**To do**:
Reproduce, word for word, the portion of the carbon nanotube dissertation page that begins with the words containing "Fifth Advisor" and ends with "and colloidal behavior.".

**Provided passage**:

=======

Document Type

Dissertation

Date of Award

5-31-2016

Degree Name

Doctor of Philosophy in Chemistry - (Ph.D.)

Department

Chemistry and Environmental Science

First Advisor

S. Mitra

Second Advisor

Tamara M. Gund

Third Advisor

Edgardo Tabion Farinas

Fourth Advisor

Yong Ick Kim

Fifth Advisor

Pradyot Patnaik

Abstract

Carbon nanotubes (CNTs) are known to have unique mechanical, thermal and electrical properties which make them attractive for a wide range of applications ranging from batteries to sensors. CNTs are rolled up graphene sheets where the single-walled CNTs (SWCNTs) and multi-walled CNTs (MWCNTs) are classified according to the number of concentric rings. In this dissertation, the focus is on several different aspects of MWCNTs. These include purification, functionalization and colloidal behavior.

=======

**Source material**:

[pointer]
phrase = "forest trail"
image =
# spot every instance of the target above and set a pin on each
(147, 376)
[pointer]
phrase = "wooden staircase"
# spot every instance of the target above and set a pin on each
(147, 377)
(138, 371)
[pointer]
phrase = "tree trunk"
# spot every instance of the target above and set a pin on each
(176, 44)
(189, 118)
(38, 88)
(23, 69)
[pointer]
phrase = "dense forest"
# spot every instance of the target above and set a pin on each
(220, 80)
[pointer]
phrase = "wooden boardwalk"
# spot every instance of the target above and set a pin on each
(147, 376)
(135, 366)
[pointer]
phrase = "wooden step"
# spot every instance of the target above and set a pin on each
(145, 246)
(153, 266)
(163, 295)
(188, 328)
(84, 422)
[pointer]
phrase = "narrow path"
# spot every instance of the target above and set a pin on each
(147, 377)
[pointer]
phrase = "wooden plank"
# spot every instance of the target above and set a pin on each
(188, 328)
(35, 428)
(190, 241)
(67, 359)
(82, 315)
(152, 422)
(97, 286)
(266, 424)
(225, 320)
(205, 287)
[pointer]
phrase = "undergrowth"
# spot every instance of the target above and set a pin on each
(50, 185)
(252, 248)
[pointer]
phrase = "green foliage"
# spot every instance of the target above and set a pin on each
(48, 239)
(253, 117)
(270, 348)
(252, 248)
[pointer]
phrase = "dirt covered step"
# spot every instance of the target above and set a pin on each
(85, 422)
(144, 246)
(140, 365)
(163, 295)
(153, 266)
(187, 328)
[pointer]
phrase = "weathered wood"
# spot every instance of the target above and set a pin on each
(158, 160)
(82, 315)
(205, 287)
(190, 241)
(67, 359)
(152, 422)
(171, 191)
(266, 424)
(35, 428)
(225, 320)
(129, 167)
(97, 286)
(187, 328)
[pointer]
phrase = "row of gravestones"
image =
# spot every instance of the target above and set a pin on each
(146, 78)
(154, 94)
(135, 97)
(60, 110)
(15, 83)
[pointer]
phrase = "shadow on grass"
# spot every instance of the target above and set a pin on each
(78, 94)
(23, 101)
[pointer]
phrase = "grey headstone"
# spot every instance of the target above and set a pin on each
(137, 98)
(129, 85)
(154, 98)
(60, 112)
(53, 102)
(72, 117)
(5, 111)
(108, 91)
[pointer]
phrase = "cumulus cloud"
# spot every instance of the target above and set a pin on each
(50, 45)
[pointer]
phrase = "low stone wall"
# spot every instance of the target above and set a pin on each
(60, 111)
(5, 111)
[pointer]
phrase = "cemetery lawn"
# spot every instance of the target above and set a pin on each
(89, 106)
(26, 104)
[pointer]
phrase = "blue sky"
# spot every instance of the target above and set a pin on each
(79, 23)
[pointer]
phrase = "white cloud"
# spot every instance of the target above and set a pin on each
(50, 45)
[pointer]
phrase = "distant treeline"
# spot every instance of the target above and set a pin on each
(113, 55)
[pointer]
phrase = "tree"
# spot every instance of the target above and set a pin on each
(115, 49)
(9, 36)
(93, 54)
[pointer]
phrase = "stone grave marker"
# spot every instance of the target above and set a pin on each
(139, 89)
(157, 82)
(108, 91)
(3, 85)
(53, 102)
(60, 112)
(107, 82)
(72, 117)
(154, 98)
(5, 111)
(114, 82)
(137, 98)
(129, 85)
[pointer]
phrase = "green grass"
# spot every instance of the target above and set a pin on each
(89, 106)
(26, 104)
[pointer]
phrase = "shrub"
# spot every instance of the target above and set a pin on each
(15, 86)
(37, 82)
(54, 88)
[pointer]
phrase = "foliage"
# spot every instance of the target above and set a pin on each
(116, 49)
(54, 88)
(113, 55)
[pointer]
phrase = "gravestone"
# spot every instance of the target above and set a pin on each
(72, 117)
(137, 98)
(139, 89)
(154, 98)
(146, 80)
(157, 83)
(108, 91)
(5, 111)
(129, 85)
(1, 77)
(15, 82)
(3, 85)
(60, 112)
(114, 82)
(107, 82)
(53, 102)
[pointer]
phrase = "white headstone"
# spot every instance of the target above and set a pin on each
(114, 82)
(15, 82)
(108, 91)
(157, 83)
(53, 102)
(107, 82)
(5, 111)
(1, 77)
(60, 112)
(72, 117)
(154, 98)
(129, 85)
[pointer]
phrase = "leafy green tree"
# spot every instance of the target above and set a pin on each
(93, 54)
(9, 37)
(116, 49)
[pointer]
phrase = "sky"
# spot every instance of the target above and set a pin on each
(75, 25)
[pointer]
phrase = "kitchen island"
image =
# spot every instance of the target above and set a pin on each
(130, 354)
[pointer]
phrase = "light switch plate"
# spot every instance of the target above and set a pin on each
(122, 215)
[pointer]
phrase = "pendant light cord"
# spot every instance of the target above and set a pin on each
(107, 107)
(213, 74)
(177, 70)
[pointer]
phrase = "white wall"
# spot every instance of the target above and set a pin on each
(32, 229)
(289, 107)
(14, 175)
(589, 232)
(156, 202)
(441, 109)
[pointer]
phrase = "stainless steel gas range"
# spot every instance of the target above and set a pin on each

=======

**Response**:
Fifth Advisor

Pradyot Patnaik

Abstract

Carbon nanotubes (CNTs) are known to have unique mechanical, thermal and electrical properties which make them attractive for a wide range of applications ranging from batteries to sensors. CNTs are rolled up graphene sheets where the single-walled CNTs (SWCNTs) and multi-walled CNTs (MWCNTs) are classified according to the number of concentric rings. In this dissertation, the focus is on several different aspects of MWCNTs. These include purification, functionalization and colloidal behavior.